RECORD SET:

*****

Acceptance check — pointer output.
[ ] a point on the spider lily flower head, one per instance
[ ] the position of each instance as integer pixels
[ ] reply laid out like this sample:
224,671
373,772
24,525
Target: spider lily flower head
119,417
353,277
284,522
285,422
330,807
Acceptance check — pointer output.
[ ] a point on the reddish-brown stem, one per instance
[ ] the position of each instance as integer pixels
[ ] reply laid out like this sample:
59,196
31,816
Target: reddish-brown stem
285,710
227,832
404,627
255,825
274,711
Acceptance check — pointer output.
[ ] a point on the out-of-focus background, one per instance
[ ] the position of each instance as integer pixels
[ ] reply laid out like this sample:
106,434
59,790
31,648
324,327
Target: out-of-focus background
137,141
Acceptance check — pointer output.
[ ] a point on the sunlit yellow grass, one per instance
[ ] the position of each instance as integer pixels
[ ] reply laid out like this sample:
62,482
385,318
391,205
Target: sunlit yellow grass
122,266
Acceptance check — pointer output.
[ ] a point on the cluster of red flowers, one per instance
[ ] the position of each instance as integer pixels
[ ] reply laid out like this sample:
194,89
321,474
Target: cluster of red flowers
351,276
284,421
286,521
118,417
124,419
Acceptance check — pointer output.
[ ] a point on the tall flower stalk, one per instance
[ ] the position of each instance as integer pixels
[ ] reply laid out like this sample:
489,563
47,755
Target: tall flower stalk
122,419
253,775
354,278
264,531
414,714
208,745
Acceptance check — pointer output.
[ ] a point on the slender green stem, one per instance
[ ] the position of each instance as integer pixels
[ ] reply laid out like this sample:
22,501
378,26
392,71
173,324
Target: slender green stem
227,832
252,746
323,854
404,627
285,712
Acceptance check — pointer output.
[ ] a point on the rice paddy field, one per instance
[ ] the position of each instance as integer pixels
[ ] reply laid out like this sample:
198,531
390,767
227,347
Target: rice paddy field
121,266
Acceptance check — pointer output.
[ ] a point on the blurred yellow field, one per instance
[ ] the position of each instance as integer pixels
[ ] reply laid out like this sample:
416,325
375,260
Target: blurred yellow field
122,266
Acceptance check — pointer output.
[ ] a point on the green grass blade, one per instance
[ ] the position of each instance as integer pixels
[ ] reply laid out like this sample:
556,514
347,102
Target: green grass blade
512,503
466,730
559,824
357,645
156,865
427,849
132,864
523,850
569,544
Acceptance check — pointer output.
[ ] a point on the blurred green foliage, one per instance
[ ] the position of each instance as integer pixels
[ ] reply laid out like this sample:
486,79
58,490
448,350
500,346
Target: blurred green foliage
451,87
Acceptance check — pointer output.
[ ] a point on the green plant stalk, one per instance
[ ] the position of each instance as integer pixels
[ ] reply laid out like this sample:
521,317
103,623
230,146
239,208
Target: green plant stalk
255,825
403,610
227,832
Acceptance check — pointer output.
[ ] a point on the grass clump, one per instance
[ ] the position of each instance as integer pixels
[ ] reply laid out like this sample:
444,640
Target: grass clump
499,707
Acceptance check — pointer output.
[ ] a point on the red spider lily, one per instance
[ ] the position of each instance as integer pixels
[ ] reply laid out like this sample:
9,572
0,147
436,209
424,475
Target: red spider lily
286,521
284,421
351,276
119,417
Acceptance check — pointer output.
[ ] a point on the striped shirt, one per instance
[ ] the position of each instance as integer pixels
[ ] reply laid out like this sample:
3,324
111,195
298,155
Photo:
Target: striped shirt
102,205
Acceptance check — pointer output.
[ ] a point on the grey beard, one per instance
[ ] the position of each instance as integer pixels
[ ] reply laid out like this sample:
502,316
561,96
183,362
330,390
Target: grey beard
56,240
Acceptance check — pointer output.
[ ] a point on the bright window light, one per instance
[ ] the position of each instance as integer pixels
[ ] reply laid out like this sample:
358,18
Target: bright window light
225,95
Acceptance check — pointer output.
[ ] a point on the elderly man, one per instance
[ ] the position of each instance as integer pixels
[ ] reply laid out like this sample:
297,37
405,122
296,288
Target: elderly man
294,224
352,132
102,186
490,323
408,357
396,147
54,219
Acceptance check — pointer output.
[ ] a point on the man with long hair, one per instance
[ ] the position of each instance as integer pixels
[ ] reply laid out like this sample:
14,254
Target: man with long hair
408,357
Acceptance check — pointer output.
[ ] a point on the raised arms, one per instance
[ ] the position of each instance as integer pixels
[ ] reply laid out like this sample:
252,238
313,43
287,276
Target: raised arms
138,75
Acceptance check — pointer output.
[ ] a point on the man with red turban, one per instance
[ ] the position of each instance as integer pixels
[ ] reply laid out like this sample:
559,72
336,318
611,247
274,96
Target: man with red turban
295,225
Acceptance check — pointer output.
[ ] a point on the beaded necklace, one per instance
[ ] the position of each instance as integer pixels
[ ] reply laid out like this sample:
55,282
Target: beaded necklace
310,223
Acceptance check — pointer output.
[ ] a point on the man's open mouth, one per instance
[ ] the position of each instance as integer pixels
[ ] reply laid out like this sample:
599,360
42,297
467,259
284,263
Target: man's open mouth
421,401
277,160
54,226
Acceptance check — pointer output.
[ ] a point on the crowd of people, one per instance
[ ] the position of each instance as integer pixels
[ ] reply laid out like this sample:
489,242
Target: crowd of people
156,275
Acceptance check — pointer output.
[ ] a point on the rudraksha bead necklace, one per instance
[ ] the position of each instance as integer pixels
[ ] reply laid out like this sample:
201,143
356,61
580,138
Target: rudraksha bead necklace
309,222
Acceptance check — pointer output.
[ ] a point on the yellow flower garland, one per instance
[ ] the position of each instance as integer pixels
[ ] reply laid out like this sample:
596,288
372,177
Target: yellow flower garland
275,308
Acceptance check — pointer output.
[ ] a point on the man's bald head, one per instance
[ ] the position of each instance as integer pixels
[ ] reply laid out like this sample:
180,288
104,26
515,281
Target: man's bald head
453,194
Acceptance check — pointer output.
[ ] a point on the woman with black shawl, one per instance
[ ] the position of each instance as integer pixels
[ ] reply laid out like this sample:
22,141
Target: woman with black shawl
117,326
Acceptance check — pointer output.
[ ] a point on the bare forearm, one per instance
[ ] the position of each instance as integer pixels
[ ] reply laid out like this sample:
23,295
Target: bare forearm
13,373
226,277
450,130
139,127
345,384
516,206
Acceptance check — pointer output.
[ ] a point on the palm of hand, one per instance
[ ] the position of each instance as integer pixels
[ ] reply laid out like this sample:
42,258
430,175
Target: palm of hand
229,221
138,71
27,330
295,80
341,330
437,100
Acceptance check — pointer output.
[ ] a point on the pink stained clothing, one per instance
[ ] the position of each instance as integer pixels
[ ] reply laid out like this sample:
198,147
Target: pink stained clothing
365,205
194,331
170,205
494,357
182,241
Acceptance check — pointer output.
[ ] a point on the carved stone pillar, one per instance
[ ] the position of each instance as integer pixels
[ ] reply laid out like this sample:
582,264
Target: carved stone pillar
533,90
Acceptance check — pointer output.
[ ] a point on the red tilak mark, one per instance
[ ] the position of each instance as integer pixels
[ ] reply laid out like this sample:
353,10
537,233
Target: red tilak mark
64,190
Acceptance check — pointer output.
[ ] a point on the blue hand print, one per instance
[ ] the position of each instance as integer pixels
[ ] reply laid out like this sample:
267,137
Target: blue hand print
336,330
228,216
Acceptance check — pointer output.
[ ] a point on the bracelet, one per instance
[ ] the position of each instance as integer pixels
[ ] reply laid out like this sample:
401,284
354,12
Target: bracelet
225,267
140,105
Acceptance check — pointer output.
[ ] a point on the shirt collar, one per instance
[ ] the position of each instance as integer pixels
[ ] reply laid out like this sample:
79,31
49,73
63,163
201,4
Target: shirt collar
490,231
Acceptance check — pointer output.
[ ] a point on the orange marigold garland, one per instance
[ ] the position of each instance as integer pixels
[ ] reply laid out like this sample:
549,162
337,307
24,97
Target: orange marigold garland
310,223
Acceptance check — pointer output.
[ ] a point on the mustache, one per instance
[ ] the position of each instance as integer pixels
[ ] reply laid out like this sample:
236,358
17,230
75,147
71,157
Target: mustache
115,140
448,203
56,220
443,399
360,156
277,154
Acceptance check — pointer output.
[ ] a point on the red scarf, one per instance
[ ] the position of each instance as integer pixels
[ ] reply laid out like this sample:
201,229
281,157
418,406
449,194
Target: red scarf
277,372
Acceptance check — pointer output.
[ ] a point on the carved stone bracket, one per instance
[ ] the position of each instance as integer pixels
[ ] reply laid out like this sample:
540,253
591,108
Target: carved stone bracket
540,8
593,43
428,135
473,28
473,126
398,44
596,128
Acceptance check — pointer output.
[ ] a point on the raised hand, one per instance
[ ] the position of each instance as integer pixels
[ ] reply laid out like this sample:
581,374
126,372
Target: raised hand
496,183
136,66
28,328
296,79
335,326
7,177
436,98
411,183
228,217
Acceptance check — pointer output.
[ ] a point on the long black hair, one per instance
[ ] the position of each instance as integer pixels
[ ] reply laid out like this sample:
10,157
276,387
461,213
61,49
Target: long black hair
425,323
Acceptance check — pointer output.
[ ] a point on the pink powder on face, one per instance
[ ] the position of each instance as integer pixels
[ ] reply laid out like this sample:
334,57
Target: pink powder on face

*****

TASK GOAL:
Scan the lines above for "face", then copy every one that has it.

ANSWER BOX:
[ ] a point on the pink powder on face, one per instance
Target: pink powder on face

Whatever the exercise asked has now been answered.